(Data drawn from a collection)
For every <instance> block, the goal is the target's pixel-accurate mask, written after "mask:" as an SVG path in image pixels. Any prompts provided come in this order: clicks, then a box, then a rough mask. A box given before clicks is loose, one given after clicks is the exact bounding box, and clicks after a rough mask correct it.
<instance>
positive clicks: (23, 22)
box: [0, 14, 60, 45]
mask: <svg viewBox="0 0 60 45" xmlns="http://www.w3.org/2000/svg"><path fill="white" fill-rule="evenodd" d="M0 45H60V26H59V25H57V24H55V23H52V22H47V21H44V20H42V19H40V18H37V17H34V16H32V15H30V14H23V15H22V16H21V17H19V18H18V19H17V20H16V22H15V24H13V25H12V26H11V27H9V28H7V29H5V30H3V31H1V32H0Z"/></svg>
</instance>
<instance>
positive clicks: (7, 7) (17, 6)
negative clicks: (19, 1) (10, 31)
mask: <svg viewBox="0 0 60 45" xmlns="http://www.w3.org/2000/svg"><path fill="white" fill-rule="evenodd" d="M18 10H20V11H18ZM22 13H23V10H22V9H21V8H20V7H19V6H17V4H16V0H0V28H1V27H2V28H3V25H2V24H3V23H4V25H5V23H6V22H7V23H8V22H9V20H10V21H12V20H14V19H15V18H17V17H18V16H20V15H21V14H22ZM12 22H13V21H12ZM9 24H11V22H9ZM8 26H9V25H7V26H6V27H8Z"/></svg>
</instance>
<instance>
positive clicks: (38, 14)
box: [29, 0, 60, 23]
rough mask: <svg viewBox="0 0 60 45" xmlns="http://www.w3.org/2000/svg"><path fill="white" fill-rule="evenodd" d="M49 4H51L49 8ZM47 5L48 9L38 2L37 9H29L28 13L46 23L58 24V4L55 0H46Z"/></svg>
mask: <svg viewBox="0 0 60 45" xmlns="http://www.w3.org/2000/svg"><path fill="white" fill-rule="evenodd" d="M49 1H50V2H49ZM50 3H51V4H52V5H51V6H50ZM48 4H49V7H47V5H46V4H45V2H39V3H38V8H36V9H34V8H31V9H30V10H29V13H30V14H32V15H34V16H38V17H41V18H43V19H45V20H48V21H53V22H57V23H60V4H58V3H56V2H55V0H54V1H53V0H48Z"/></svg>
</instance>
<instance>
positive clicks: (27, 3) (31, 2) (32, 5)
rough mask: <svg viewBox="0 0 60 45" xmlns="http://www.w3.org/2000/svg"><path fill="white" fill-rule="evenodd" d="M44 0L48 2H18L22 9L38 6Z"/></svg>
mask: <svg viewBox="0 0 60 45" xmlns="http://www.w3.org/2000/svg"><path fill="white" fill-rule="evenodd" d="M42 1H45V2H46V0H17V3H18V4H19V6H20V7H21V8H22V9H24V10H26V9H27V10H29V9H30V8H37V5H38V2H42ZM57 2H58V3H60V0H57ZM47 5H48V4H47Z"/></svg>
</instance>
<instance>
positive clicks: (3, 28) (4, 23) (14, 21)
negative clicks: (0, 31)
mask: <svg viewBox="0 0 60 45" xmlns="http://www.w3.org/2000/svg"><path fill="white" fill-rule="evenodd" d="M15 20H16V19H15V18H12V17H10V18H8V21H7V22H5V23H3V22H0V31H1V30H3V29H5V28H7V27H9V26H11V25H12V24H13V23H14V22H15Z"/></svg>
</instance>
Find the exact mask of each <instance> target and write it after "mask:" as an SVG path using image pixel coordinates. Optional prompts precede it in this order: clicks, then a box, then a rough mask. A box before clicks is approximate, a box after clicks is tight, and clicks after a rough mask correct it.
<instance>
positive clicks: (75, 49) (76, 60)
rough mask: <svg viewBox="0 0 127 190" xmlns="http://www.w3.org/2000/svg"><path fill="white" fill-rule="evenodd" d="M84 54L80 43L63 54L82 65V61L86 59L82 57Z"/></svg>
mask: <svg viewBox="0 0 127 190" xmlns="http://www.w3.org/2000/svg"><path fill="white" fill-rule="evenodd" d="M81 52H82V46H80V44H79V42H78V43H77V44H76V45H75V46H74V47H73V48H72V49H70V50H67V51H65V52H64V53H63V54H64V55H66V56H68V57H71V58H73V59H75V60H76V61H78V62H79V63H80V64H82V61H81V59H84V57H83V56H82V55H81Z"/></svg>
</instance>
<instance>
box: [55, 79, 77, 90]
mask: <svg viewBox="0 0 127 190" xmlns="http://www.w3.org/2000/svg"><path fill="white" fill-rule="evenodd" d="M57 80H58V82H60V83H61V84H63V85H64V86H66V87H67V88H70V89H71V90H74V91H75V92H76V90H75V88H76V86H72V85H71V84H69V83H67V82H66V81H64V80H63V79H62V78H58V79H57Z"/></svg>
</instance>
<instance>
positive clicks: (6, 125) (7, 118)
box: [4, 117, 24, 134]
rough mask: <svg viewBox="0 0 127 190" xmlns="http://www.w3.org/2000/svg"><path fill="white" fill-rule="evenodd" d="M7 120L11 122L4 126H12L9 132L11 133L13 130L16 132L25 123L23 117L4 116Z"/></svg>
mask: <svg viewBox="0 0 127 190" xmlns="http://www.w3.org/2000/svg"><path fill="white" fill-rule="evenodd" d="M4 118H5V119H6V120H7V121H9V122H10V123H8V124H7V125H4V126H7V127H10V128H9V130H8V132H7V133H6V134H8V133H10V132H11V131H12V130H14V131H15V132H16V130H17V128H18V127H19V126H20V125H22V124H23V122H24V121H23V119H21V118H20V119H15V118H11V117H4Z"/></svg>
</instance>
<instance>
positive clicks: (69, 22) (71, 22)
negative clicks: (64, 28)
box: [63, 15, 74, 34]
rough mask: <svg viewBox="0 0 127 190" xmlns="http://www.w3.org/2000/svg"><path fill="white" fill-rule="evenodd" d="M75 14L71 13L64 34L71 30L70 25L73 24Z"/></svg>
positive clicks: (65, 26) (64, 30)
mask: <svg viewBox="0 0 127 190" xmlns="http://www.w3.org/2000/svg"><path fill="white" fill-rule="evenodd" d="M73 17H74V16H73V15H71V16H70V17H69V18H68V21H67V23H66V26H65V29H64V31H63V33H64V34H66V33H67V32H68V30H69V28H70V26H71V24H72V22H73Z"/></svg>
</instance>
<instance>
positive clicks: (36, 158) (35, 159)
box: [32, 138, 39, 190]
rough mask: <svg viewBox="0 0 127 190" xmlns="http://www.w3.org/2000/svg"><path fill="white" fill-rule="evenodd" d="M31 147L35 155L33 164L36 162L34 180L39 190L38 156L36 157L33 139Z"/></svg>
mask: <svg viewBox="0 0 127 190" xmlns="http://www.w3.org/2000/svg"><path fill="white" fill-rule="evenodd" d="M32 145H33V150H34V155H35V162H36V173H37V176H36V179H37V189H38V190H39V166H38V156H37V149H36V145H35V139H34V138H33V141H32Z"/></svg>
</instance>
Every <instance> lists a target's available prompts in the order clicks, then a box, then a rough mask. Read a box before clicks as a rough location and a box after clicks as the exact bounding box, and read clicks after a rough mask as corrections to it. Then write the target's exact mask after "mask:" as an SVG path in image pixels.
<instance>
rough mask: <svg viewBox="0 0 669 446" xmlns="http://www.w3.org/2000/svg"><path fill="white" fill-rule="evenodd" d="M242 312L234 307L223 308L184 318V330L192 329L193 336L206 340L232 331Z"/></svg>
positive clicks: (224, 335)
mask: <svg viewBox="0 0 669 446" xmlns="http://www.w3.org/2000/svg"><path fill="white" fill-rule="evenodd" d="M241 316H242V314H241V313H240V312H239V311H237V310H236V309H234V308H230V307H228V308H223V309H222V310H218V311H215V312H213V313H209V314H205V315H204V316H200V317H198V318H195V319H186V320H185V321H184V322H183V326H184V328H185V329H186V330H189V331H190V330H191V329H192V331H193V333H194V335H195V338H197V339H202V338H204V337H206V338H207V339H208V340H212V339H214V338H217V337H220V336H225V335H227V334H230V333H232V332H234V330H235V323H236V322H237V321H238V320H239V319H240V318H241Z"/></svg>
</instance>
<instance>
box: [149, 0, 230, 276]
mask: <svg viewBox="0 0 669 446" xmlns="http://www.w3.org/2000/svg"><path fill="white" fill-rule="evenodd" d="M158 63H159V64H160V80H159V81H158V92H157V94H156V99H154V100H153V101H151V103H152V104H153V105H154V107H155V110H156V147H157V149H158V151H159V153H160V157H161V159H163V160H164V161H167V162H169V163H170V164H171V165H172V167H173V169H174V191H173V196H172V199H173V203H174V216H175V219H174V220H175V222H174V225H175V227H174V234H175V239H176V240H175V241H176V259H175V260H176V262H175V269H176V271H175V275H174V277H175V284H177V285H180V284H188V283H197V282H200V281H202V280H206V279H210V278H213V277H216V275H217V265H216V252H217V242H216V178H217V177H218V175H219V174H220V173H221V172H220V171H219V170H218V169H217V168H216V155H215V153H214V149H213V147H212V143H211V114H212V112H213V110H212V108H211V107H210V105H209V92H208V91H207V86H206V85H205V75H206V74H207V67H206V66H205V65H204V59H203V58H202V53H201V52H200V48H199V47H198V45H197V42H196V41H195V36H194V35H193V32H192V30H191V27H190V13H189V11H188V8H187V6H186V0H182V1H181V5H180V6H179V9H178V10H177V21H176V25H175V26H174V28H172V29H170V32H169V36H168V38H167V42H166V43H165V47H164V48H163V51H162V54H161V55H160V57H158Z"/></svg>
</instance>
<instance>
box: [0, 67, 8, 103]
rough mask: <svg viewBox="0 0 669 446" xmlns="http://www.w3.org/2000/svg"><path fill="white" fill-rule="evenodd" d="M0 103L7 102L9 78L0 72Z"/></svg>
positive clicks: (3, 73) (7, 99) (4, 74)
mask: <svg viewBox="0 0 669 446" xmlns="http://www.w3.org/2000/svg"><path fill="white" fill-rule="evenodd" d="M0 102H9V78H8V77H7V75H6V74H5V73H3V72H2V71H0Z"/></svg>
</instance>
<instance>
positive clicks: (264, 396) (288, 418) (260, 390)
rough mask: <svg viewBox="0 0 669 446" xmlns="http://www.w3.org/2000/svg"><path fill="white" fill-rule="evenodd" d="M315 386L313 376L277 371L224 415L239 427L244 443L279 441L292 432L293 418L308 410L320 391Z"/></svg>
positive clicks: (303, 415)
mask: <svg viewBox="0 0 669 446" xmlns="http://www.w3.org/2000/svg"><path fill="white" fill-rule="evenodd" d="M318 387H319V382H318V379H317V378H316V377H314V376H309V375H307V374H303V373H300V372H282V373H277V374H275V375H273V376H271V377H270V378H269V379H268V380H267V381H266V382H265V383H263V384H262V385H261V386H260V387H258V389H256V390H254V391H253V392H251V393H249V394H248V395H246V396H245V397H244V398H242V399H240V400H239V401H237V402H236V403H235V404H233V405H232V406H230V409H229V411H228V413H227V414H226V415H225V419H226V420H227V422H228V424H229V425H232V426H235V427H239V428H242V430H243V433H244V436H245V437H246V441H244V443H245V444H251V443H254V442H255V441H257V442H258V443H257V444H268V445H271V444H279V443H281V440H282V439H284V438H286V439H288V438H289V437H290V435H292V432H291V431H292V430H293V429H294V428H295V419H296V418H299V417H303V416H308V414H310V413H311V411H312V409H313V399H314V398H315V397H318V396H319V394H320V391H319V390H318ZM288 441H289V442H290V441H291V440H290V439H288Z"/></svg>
--
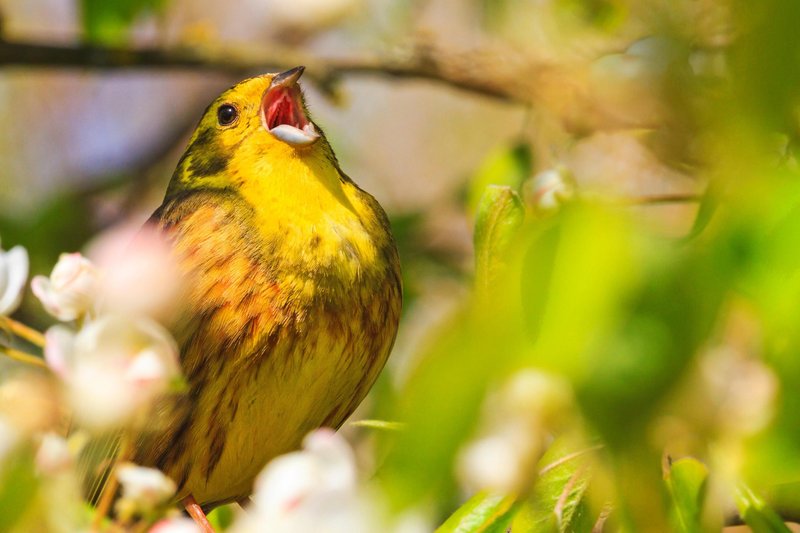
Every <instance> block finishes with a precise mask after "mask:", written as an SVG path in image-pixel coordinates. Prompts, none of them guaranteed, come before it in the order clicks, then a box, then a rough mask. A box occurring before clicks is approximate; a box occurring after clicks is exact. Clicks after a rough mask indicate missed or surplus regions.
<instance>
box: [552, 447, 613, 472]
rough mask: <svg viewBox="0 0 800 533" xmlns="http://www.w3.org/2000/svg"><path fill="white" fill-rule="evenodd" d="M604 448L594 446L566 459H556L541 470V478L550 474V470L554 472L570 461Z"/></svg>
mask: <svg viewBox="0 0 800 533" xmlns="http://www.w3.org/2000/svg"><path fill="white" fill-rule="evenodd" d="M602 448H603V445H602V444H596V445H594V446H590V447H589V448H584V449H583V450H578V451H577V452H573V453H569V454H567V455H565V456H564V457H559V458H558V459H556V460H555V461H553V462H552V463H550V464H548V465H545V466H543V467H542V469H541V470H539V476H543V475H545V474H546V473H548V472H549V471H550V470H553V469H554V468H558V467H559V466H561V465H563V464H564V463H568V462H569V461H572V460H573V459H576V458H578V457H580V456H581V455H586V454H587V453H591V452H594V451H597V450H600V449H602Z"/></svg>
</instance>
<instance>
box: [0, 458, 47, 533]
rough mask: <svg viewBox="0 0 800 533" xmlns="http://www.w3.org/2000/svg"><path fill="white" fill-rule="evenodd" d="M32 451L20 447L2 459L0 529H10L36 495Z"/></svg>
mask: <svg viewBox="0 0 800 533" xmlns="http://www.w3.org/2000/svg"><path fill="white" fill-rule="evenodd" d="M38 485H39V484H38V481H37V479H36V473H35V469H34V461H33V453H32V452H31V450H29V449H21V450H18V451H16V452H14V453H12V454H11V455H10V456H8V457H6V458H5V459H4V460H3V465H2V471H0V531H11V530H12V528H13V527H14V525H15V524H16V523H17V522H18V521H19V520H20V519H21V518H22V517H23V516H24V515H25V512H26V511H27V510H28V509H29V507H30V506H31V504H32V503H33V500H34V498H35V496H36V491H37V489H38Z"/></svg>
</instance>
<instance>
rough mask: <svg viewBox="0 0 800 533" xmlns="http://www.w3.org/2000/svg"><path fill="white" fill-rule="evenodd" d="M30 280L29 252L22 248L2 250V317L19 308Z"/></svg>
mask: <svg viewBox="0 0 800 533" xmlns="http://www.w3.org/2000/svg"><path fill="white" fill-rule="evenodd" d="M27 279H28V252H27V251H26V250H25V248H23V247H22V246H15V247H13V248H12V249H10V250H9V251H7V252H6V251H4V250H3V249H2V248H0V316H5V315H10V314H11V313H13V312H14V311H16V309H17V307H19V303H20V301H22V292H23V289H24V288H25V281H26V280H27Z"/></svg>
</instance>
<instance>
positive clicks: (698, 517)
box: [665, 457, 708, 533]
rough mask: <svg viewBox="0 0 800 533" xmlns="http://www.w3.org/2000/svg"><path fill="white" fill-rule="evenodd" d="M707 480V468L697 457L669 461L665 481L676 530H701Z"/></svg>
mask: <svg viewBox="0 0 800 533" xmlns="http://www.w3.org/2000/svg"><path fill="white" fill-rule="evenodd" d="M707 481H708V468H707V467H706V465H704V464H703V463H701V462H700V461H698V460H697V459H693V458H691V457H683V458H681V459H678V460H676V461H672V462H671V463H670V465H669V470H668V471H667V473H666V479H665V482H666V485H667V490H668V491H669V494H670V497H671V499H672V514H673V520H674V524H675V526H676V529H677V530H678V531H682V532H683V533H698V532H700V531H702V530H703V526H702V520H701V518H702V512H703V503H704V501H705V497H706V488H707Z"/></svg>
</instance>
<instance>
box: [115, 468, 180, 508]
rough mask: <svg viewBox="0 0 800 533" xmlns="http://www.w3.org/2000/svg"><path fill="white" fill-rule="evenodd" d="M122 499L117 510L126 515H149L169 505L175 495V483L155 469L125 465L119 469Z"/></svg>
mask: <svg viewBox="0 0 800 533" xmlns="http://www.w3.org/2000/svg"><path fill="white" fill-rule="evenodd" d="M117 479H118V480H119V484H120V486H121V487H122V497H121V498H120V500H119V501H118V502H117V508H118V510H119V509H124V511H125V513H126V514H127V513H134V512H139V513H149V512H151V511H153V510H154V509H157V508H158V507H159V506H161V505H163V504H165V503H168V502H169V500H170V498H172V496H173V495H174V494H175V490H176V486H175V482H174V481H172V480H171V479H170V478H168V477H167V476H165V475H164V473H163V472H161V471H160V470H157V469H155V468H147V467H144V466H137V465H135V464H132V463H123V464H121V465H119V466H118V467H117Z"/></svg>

[Job]
Please return every line of the entries above that contains the word "approximate".

[Task output]
Find the exact mask of each <instance> target and write it after "mask:" as an SVG path using image pixel coordinates. Optional prompts precede it in this order: clicks, then a box, then a rough mask. A box before clicks is approximate, a box after clicks is tight, and clicks after a rough mask correct it.
Every <instance> block finishes with a precise mask after "mask:", written as an SVG path in image-pixel coordinates. Prompts, none of them guaranteed, come before it in the order clicks, then a box, then a rough mask. A box occurring before clicks is approximate; a box occurring after clicks is exact. Clicks after a rough mask indicate missed or surplus regions.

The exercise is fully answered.